> _DOCUMENT SEGMENT_:
• • • • •

Will I have helped? Will I have contributed? Will I have pushed things in a direction that they needed to be pushed?
Every day I wake up and I realize that I’m another day older and I feel a fire in my chest that propels me forward into an unknown future that I can only hope is full of moments and connections that truly matter.
But I don’t know. I don’t know where I’ll end up, HOW I’ll end up, or what, at the end of my time, I’ll be able to point to as being proof that my life was worth something.
I had the chance to visit the Rothko Chapel in Houston near the end of July. I was immensely excited to get to stand in the middle of this room and consume what was the culmination of Rothko’s journey as an artist and as a human being. I thought I was going to be in awe. I thought it would be a near-transcendental experience.
Mostly it just made me sad.
The Rothko Chapel contains fourteen paintings. The paintings are fairly large (about fifteen feet tall and five feet wide) and they consist exclusively of shades of black.
I’ve never had a problem with Rothko’s use of black in his paintings. As his work started to slide deeper and deeper into darker hues in the late 50’s and 60’s it certainly didn’t make the work any less dynamic or intriguing. As he continued on his path and began producing paintings of blacks on grays, blacks on browns, blacks on purples, and finally, blacks on blacks, I still had no complaints.
But the blacks on blacks in the Rothko Chapel - it was their textures, their qualities, that made all the difference.
The Baltimore Museum of Art has a Rothko piece from 1957 where the black seems to whirl with the reds it is coupled with in a sort of chaotic negotiation of space and velocity. The black in that painting is deep, vital, wise, playful. The darker hues from Rothko’s work from the 60’s that I saw in various cities across America likewise contained similar traits.
But the blacks in the paintings in the Rothko Chapel were flat and dull. They didn’t pulse or dance, they just laid on the canvas with sterility and spiritlessness.
Although there was beauty in the architecture, the layout of space, the lighting of the room, and in how all of these elements responded to and rolled through each other, I didn’t find a transcendence in the Rothko Chapel. I found a tomb.

• • • • •

> _EXCERPTED DATA_:

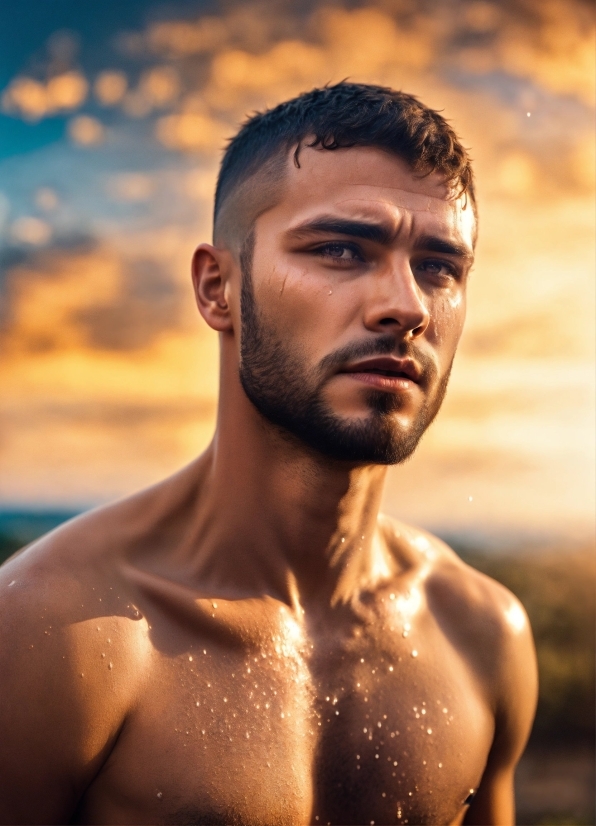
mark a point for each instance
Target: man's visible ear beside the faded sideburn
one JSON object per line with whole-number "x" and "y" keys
{"x": 211, "y": 268}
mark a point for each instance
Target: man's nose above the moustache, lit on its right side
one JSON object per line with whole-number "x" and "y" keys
{"x": 397, "y": 303}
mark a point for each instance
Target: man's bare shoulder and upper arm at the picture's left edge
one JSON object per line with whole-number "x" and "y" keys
{"x": 71, "y": 661}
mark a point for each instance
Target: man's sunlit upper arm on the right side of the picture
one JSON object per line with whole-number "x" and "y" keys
{"x": 514, "y": 713}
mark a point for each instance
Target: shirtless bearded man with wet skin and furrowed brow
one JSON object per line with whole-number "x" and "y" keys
{"x": 249, "y": 641}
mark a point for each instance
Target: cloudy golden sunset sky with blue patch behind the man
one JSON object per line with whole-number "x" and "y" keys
{"x": 112, "y": 121}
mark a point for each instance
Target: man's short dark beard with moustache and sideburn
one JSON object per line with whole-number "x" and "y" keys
{"x": 290, "y": 396}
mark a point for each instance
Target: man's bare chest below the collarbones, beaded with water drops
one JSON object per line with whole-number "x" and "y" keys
{"x": 349, "y": 735}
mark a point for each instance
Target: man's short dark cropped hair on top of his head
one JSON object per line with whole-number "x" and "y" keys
{"x": 342, "y": 116}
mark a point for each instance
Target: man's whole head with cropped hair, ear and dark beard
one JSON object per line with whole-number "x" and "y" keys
{"x": 344, "y": 232}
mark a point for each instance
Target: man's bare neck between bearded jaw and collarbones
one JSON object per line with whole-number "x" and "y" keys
{"x": 277, "y": 518}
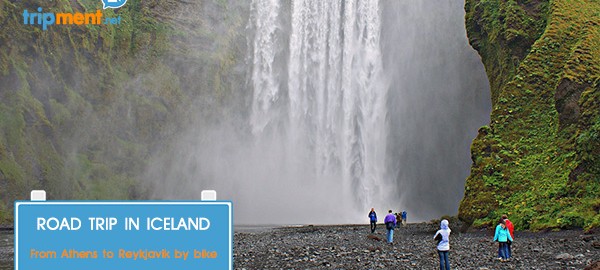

• • • • •

> _EXERCISE TASKS_:
(a) Repeat everything in the Rothko Chapel essay from "Mostly it just" down to "had no complaints.".
(b) Please go on with the essay about the Rothko Chapel from the point where it stops.

> _ANSWERS TO THE TASKS_:
(a)
Mostly it just made me sad.
The Rothko Chapel contains fourteen paintings. The paintings are fairly large (about fifteen feet tall and five feet wide) and they consist exclusively of shades of black.
I’ve never had a problem with Rothko’s use of black in his paintings. As his work started to slide deeper and deeper into darker hues in the late 50’s and 60’s it certainly didn’t make the work any less dynamic or intriguing. As he continued on his path and began producing paintings of blacks on grays, blacks on browns, blacks on purples, and finally, blacks on blacks, I still had no complaints.

(b)
And this is what Rothko’s last statement to us was. It was a defeat. It was an acknowledgment that he was left looking nowhere else but inward because what was outside of himself had either ceased to capture his interest or had damaged him too much for him to feel he could continue onward. I mean, the man committed suicide. You can’t stand in that space with those pieces and see anything other than resignation.
It scared me. It still scares me.
Rothko struggled with a lot of things. He struggled with depression. He struggled with how his art could fit into a world that was largely commercialized and still be pure and true. He struggled with how to co-exist in a world filled with people who didn’t share his ideals.
Through John Logan, the character of Mark Rothko speaks to some of these struggles in ‘Red’. As noted, a lot of the words hit close to home for me. I struggle with how, artistically, to put out product with purity and integrity in a world that doesn’t always care about either quality. I struggle with how to exist with people and a world that don’t often come close to sharing my ideals. I struggle with depression. Mental illness runs in my family.
And all of that struggle is difficult.
And it is terrifying.
And it is exhausting.
The world beat Mark Rothko.
I don’t want it to beat me.
‘Red’ ends on a hopeful note. Hope is where Logan chose to end his story, rather than on the point in life where Rothko chose to end it. I like this hope. It feels right. Or maybe I simply choose it to feel right because to my eyes it’s a far better choice than the alternative.
'Red’ had quite an impact on our audiences in Saint George, Utah. After literally every show the four of us (Varlo, Kelly, Jacob, and myself) had people seek us out and tell us how the show had affected them. Some couldn’t even put all of their feelings into words. To see them moved by their experience - it was quite a lovely thing to observe.
In the end I think those connections are what will stick with me from ‘Red’ for the longest amount of time. I speak not only of the connections that we created with our audiences, but with the connections I felt to the characters on the page.
Those connections are an astounding thing and they’re one of the gifts that theatre can constantly provide to us.
They’re a reminder that we’re not alone.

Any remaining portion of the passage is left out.